Provided entries »
---*---
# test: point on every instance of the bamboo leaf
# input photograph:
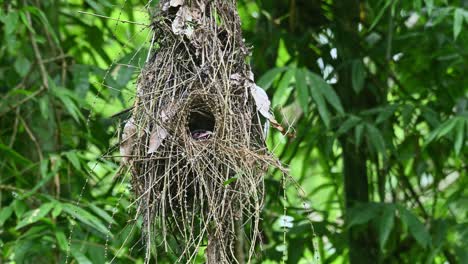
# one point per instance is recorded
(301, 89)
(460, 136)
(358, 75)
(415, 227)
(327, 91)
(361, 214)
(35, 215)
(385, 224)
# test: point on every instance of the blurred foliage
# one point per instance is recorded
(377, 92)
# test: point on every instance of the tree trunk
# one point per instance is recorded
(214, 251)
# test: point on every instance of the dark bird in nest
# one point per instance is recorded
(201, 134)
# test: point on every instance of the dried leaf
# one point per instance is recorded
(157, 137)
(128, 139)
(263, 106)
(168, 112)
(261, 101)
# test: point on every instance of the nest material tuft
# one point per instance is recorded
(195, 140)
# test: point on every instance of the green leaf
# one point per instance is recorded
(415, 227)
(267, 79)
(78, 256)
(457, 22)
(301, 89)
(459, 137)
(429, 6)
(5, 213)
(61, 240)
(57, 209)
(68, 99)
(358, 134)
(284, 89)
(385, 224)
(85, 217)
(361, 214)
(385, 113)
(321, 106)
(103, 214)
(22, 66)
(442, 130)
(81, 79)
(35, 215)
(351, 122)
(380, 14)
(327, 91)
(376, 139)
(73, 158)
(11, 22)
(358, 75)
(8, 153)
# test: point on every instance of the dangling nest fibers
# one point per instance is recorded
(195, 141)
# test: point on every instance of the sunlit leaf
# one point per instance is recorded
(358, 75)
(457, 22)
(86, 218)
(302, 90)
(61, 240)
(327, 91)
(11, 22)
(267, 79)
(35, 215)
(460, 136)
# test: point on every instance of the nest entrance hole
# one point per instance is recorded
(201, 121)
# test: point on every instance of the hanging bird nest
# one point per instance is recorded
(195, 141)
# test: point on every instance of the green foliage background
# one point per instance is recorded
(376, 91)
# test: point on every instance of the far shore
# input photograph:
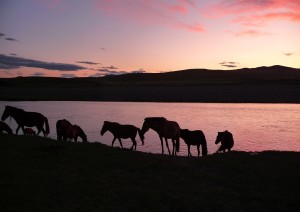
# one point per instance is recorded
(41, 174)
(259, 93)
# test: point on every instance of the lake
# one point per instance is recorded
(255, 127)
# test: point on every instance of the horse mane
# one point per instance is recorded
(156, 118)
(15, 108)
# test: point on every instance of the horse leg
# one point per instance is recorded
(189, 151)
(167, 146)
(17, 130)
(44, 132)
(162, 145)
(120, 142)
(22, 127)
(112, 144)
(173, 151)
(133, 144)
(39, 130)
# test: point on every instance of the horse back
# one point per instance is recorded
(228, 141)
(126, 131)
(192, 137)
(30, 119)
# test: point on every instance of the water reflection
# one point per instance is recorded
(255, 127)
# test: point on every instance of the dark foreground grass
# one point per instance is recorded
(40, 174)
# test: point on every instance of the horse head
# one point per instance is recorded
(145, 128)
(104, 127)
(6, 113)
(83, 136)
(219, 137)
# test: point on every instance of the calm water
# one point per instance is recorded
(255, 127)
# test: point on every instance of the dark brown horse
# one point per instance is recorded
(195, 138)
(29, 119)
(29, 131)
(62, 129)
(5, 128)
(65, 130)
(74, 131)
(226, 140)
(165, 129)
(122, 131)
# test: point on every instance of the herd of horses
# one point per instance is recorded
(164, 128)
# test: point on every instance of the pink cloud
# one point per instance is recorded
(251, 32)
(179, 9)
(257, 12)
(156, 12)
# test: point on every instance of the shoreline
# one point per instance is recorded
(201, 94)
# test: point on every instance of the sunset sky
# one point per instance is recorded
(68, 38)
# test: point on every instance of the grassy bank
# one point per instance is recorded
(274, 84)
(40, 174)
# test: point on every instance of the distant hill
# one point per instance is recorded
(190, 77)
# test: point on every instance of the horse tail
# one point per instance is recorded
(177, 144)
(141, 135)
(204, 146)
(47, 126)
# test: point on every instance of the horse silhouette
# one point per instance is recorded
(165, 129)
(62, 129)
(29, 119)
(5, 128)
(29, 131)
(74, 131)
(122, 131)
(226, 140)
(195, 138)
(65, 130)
---*---
Given request »
Return everything from the line containing "# test: point on every instance of the sunset" down to the last line of the data, reproducing each line without any change.

The output »
# test: point on every instance of the sunset sky
# one point per instance is recorded
(68, 38)
# test: point on every instance of the grassy bank
# one point per instance is recorded
(274, 84)
(40, 174)
# test: point on every instance of the distant hill
# one point per instance is recorded
(190, 77)
# test: point on every instance of the horse tail
# one point per instance is recorded
(177, 144)
(141, 135)
(204, 146)
(47, 126)
# test: point on every instance of the horse silhouette
# one point per instance is recorded
(165, 129)
(62, 129)
(29, 119)
(5, 128)
(29, 131)
(74, 131)
(122, 131)
(226, 140)
(195, 138)
(65, 130)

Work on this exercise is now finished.